WHAT THE TASK REQUIRES:
The answer must reproduce every record exactly, with all pictures omitted.

INPUT FOR THIS TASK:
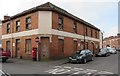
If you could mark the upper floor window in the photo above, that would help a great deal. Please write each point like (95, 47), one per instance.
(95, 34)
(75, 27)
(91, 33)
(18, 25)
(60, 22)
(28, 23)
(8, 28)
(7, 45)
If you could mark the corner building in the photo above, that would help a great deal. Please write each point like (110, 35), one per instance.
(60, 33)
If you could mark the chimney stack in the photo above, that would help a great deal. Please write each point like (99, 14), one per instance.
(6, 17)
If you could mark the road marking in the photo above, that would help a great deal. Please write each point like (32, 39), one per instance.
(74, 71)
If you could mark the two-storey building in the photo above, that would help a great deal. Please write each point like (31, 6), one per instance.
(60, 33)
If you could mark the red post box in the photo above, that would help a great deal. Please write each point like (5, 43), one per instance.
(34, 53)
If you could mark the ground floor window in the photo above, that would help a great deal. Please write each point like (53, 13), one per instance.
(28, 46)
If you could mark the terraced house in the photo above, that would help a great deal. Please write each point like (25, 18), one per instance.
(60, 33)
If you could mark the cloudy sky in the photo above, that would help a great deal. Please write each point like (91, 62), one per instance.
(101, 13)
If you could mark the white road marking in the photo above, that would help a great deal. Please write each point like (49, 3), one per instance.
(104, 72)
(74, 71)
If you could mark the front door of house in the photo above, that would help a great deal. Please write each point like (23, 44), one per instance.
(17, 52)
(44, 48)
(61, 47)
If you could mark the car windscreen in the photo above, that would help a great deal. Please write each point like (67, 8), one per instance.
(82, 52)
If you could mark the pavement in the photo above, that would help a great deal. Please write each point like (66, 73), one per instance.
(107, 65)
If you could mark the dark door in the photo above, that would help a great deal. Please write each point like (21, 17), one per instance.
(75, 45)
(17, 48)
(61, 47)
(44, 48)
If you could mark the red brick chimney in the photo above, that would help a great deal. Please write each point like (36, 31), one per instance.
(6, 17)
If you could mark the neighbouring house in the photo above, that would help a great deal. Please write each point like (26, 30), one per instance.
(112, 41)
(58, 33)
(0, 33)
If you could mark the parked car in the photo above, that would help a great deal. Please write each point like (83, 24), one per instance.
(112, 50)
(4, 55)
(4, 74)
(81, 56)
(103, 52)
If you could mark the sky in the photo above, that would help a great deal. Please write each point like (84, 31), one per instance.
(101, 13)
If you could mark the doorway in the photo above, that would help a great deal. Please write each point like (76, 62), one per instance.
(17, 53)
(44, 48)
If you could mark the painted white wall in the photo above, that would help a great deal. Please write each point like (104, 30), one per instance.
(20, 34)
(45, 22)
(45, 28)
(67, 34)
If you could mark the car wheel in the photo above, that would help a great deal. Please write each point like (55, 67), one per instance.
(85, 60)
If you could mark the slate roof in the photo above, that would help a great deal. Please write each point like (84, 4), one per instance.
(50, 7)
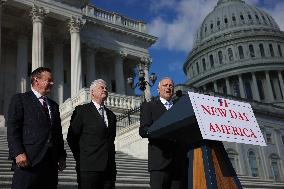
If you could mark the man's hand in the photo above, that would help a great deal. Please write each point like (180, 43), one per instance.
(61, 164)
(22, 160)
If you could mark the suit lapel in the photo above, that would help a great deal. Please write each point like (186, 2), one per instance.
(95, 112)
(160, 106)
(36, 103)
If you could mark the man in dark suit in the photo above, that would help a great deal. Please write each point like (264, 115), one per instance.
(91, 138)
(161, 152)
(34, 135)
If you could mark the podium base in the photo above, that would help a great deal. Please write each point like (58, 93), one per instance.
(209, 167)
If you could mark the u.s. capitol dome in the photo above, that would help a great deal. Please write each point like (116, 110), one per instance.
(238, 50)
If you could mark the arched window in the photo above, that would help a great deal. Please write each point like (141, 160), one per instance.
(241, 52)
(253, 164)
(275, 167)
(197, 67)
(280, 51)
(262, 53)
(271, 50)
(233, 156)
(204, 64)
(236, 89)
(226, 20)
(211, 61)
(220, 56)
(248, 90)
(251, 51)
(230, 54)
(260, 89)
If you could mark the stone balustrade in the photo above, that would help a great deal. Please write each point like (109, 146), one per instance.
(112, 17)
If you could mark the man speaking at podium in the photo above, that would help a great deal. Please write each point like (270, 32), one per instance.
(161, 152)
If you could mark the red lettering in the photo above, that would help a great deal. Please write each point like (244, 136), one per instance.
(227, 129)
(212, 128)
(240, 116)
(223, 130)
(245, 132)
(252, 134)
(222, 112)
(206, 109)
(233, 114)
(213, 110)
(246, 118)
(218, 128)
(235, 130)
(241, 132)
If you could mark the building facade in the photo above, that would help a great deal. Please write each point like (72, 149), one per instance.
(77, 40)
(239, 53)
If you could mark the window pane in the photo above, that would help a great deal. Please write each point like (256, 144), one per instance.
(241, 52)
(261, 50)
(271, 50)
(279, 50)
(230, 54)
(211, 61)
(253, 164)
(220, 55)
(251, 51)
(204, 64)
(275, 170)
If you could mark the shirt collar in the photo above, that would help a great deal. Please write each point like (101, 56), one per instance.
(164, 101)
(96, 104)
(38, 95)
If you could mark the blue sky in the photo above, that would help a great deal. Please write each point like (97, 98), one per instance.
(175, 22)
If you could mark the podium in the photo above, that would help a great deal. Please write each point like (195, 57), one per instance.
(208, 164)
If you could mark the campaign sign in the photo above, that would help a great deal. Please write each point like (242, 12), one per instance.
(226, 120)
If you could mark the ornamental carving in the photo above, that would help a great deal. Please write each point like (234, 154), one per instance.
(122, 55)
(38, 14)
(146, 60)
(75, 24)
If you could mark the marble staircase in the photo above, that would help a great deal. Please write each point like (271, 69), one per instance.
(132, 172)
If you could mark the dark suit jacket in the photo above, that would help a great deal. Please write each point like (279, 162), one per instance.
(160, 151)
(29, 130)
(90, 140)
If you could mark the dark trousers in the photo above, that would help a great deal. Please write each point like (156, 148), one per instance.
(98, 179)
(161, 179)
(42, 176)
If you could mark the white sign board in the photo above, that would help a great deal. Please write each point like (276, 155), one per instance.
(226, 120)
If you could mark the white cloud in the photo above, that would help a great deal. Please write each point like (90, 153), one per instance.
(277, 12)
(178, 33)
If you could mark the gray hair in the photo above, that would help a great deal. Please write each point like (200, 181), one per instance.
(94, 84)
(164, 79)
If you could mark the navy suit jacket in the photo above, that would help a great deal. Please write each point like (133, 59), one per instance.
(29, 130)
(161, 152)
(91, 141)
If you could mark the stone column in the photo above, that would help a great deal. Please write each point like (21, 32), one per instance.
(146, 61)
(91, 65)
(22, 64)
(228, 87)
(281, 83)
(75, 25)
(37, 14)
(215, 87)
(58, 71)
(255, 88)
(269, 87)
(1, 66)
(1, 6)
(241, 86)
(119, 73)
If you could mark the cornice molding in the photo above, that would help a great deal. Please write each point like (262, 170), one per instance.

ANSWER BELOW:
If you could mark the upper floor window in the photo above, that would help a great deal. Please write each point like (95, 47), one per instance.
(95, 34)
(75, 27)
(91, 33)
(18, 25)
(60, 22)
(28, 23)
(8, 28)
(7, 45)
If you could mark the corner building in the photo above, that would help a great deal. Please write each point like (110, 35), one per instance.
(60, 33)
If you could mark the chimney stack in the photo above, that would help a great deal. Please write each point like (99, 14), one per instance.
(6, 17)
If you could mark the road marking in the photo above, that would help a great deal. Please write each point like (32, 39), one per instance.
(74, 71)
If you could mark the two-storey building in the photo above, that would help a great deal. Please write each point like (31, 6), one per instance.
(60, 33)
If you could mark the red post box in the photo above, that would help a great deal. Please write each point like (5, 43), one per instance.
(34, 53)
If you could mark the ground floor window in the photo above, that would help a great deal. Please write each point like (53, 13), one per instance.
(28, 46)
If you could mark the terraced house in the photo above, that would help a great deal. Please write each point like (25, 18), one per instance.
(60, 33)
If you could mark the cloudy sky in the photo above, that would help a great deal. Please write each point like (91, 62), one per instance.
(101, 13)
If you could mark the white road marking in the photo above, that would help a great deal. Please write each point like (49, 3), one per instance.
(104, 72)
(74, 71)
If you could mark the front door of house in the photo above, that would help a great deal. Please write each point like (23, 44), one per instance.
(17, 52)
(44, 48)
(61, 47)
If you could mark the car windscreen in the photo above, that would help a great deal. Please write each point like (67, 8), one per instance.
(82, 52)
If you could mark the pavement in the photo above, that would help a great deal. Please write each point like (66, 73), one per instance.
(107, 65)
If you could mark the dark door in the photo above, that would help a great deal. Please write each point like (21, 17), one per instance.
(75, 45)
(17, 48)
(61, 47)
(44, 48)
If you could mark the red brick chimney in the photo above, that would help a great deal. Please write each point like (36, 31), one per instance.
(6, 17)
If you could mark the neighbouring house in the photo above, that would help a great deal. Please write each point like (26, 30), one per instance.
(112, 41)
(58, 33)
(0, 33)
If you could mark the parked car in the photo above, that would help a great deal. Please write each point like (83, 24), one per instance.
(112, 50)
(4, 55)
(4, 74)
(81, 56)
(103, 52)
If you could mark the sky in the photo above, that would help a great deal. Please write each point like (84, 31), one per instance.
(101, 13)
If you could mark the doorway in the photo above, that would help a great deal. Please write each point like (76, 62), one per instance.
(17, 53)
(44, 48)
If you could mark the painted white wall in the photo above, that would help a great deal. Please write each point like (104, 30), one per instance.
(20, 34)
(45, 22)
(45, 28)
(67, 34)
If you could mark the car wheel in the photo above, that would help a great deal. Please write each point like (55, 67), one per instance.
(85, 60)
If you could mark the slate roof in the photo above, that would help a great deal. Please write each point like (84, 4), one per instance.
(50, 7)
If you could mark the man's hand in the photo above, that would help a great deal. Please write each point like (180, 43), one per instance.
(61, 164)
(22, 160)
If you could mark the suit lapel in the photo above, that would help a great deal. Please write each point like (186, 2), one per instance.
(95, 112)
(160, 106)
(36, 103)
If you could mark the man in dark suit in the photo above, that would help a great deal. Please write each point like (264, 115), one per instance.
(91, 138)
(161, 152)
(34, 135)
If you could mark the podium base in the photo above, that would help a great deal. Please write each point like (58, 93), one per instance.
(209, 167)
If you could mark the u.s. capitol dome in the photo above, that would help a great deal. Please write each point like (116, 110), one per instance.
(238, 50)
If you could mark the arched window in the photo above, that would help a great deal. Please write each point like (141, 160), one per instance.
(241, 52)
(253, 164)
(275, 167)
(197, 67)
(280, 51)
(262, 53)
(271, 50)
(233, 156)
(204, 64)
(236, 89)
(226, 20)
(211, 61)
(220, 56)
(248, 90)
(251, 51)
(230, 54)
(260, 89)
If you could mark the stone balustrade in the photo above, that would help a great deal. Please write each point like (109, 146), one per instance.
(112, 17)
If you could mark the man speaking at podium in the photo above, that would help a great deal. Please write each point like (270, 32), one per instance.
(161, 152)
If you could mark the red lettering in the photo above, that would help a great deal. Please write each point like (244, 136), one per instance.
(227, 129)
(212, 128)
(240, 116)
(223, 130)
(245, 132)
(252, 134)
(222, 112)
(206, 109)
(233, 114)
(213, 110)
(246, 118)
(218, 128)
(235, 130)
(241, 132)
If you could mark the building facade in the photo above, that would help a great deal. Please write each point like (72, 149), one per instance.
(77, 40)
(239, 53)
If you could mark the window pane in the photo above, that would help a great deal. Please write each point like (256, 144), one per instance.
(241, 52)
(261, 50)
(271, 50)
(279, 50)
(230, 54)
(211, 61)
(253, 164)
(220, 55)
(251, 51)
(204, 64)
(275, 170)
If you could mark the shirt collar in the photo above, that would help a great deal. Please write each point like (101, 56), one per instance.
(164, 101)
(96, 104)
(38, 95)
If you could mark the blue sky in the photo above, that would help a great deal. Please write each point like (97, 98), one per instance.
(175, 22)
If you could mark the podium in the photo above, that would help a great deal. Please write each point like (195, 57), one per instance.
(208, 164)
If you could mark the campaign sign in the photo above, that would help a great deal. Please write each point like (242, 12), one per instance.
(226, 120)
If you could mark the ornamental carving in the photo above, that would help a great deal. Please write each point like (234, 154), one per instance.
(122, 55)
(38, 14)
(146, 60)
(75, 24)
If you could mark the marble staircase in the photo above, that would help a great deal. Please write each point like (271, 69), one per instance.
(132, 172)
If you could mark the dark suit jacket in the photo above, that would help a great deal. Please write each point like (279, 162), one per instance.
(160, 151)
(29, 130)
(90, 140)
If you could mark the dark trousers in the photo above, that would help a great deal. Please write each point like (156, 148), one per instance.
(98, 179)
(161, 179)
(42, 176)
If you could mark the white sign board in the photo above, that would help a great deal. Please write each point like (276, 155), one per instance.
(226, 120)
If you could mark the white cloud in the photo above, that would help a great deal. Please write each point like (90, 153), one per instance.
(277, 12)
(178, 33)
If you could mark the gray hair in the photo above, that would help a great deal. Please write each point like (200, 181), one per instance.
(94, 84)
(164, 79)
If you could mark the navy suit jacket in the photo above, that would help a great deal. Please write each point like (133, 59), one per instance.
(29, 130)
(161, 152)
(91, 141)
If you could mark the stone column in the photo above, that would help a great deal. Please write each point like (21, 32), one per instance.
(146, 61)
(91, 65)
(22, 64)
(228, 87)
(281, 83)
(75, 25)
(37, 14)
(215, 87)
(58, 71)
(255, 88)
(269, 87)
(1, 66)
(1, 6)
(241, 86)
(119, 73)
If you could mark the cornice molding in the photo above, that would help a great deal. Please write each point like (262, 170), one per instance.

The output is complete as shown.